◆ Problem to solve
Needed from the data below: every line from the one with "Shelf-audit ticket. Put a marker on every instance of the rudder" up to and including the one with "Shelf-audit ticket. Put a marker on every instance of the black", repeated exactly and with nothing else.

Start of Data for processing

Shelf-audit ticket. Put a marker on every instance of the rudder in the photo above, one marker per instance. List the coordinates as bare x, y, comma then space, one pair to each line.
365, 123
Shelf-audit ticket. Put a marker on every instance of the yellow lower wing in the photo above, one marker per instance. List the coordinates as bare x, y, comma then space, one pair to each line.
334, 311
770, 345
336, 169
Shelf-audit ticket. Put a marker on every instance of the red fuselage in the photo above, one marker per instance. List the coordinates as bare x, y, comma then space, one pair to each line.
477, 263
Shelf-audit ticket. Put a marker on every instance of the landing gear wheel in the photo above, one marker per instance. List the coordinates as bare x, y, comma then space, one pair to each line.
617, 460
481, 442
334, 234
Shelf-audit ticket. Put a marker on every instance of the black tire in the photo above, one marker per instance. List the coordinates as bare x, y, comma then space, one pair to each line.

End of Data for processing
Start of Data for processing

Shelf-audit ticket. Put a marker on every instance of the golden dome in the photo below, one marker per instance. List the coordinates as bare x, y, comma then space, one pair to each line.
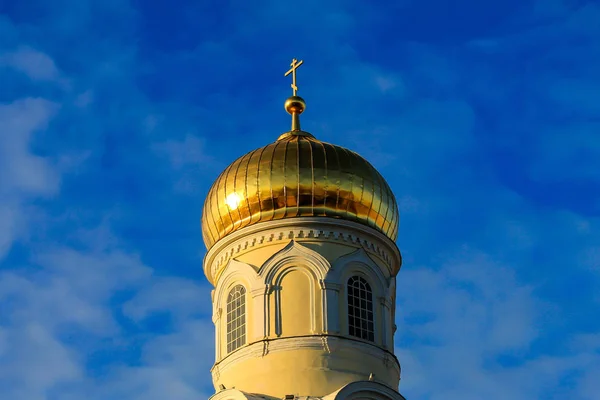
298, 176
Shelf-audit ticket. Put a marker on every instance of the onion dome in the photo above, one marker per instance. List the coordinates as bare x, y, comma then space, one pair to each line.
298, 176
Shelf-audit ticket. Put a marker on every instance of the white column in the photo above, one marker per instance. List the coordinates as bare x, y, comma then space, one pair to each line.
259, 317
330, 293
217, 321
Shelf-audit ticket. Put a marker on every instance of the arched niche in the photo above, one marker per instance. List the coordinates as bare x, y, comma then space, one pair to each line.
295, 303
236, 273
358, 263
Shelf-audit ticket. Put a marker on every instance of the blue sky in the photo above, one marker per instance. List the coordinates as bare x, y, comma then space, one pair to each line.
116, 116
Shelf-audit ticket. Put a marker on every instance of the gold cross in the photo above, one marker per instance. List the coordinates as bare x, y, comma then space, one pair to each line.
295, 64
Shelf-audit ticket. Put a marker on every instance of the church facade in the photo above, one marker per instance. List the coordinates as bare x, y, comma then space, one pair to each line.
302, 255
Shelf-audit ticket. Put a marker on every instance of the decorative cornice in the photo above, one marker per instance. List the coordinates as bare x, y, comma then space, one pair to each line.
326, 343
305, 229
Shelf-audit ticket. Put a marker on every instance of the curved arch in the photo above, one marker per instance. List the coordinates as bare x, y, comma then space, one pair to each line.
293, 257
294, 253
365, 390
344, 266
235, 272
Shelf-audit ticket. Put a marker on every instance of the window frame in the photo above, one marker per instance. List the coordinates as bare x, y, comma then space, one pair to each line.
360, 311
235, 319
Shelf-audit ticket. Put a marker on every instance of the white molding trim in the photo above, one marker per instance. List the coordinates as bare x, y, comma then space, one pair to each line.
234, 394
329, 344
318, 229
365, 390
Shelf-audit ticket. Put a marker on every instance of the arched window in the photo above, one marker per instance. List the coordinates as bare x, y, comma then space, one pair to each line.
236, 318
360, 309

End of Data for processing
Start of Data for processing

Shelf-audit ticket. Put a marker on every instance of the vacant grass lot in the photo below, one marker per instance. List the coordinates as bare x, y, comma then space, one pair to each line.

End of Data for processing

◆ Task answer
Shelf-audit ticket. Put a marker on every instance of the rudder in the photo above, one marker per instance. List the coordinates as bare x, y, comma then space, one pair to each line.
365, 123
Shelf-audit ticket. Put a marker on every instance of the yellow lower wing in the photo above, one marker per instance. List the coordinates as bare x, y, comma then space, one pair to each line.
334, 311
770, 345
336, 169
Shelf-audit ticket. Put a marker on every instance of the red fuselage in the photo above, one marker per instance. List the coordinates as bare x, y, comma then space, one pair to each line.
477, 263
Shelf-audit ticket. Put a marker on every instance of the landing gear wheel in the photo above, one marker per instance. List the coordinates as bare x, y, comma then space, one pair to each line.
617, 460
481, 442
334, 234
Shelf-audit ticket. Put a marker on every instance of the black tire in the photo above, one marker per instance. List the coordinates as bare x, y, comma then space, one pair to each line.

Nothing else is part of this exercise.